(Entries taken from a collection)
════════════════

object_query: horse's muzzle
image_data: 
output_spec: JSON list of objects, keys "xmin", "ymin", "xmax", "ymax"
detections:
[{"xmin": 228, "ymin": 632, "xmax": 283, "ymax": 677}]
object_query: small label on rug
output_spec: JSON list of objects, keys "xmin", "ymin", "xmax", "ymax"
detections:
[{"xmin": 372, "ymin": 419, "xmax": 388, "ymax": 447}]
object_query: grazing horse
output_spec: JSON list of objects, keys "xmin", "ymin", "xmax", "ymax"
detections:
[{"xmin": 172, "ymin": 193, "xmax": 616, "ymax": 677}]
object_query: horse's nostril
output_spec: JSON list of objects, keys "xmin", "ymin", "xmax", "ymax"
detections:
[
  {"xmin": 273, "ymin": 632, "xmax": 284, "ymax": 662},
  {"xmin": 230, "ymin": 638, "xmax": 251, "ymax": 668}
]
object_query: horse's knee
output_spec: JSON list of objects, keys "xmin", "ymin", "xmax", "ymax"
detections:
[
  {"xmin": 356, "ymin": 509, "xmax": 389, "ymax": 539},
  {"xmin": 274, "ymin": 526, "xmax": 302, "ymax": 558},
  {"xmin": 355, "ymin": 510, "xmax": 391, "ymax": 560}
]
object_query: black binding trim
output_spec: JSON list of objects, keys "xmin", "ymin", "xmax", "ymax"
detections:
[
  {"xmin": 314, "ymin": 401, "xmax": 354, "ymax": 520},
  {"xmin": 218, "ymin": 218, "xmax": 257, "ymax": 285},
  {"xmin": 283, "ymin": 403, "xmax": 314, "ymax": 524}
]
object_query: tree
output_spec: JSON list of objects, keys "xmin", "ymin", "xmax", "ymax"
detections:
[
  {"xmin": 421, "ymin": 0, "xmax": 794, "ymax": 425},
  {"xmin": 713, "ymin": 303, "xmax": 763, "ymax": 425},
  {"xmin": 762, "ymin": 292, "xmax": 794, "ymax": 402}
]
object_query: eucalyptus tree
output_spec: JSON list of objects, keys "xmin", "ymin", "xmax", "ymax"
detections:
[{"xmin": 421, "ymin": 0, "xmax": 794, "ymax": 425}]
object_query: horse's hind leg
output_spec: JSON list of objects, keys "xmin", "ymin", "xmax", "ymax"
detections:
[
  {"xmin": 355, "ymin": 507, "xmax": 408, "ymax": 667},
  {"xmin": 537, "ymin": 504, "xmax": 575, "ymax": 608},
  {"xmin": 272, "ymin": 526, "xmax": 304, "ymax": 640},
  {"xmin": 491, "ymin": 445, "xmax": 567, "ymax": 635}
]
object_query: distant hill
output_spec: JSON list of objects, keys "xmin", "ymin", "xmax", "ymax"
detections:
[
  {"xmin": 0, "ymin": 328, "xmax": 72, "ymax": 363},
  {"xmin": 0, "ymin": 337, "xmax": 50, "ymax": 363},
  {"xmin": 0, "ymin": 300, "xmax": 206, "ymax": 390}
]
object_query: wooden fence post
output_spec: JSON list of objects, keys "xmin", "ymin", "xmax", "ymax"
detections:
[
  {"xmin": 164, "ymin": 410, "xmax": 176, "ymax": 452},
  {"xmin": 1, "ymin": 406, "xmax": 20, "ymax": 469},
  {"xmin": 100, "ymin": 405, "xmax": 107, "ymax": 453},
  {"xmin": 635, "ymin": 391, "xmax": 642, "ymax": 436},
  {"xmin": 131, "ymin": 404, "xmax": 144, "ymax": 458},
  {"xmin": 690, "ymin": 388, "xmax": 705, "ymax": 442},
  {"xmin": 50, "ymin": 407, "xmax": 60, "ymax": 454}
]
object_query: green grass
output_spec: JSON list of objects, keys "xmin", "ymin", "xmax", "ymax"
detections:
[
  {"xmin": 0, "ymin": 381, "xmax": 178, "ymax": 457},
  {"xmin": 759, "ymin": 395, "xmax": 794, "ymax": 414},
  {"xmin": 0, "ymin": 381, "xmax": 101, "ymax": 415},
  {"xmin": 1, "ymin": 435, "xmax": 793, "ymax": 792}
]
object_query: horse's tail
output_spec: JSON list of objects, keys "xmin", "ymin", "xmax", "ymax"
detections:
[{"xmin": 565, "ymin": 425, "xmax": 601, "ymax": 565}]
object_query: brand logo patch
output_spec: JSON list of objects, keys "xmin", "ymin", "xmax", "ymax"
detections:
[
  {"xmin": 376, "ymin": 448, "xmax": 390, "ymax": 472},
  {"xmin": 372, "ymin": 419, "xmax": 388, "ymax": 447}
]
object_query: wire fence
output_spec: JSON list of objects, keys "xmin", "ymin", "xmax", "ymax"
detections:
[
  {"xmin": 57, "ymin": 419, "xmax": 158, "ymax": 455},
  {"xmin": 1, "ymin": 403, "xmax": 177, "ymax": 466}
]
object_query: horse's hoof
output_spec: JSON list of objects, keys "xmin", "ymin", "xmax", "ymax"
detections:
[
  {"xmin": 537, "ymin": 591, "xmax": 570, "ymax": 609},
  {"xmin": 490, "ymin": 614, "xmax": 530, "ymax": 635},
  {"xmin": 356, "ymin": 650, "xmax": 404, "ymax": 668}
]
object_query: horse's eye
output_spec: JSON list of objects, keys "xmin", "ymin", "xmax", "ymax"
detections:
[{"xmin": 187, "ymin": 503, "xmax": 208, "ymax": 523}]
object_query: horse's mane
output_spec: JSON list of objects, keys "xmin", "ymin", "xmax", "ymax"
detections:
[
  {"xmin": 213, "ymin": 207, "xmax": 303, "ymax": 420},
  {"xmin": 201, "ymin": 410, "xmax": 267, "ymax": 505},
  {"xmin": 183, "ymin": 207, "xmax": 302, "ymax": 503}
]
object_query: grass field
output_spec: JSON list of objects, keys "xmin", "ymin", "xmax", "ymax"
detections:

════════════════

What to produce: Using the records above, copy word for word the line with "object_query: horse's hind leg", the line with "object_query: distant hill", and every line between them.

Result of this exercise:
object_query: horse's hind leg
output_spec: JSON list of objects, keys "xmin", "ymin", "xmax", "ymax"
detections:
[
  {"xmin": 355, "ymin": 507, "xmax": 408, "ymax": 667},
  {"xmin": 537, "ymin": 504, "xmax": 575, "ymax": 608},
  {"xmin": 272, "ymin": 526, "xmax": 304, "ymax": 640},
  {"xmin": 491, "ymin": 445, "xmax": 567, "ymax": 635}
]
object_query: distant hill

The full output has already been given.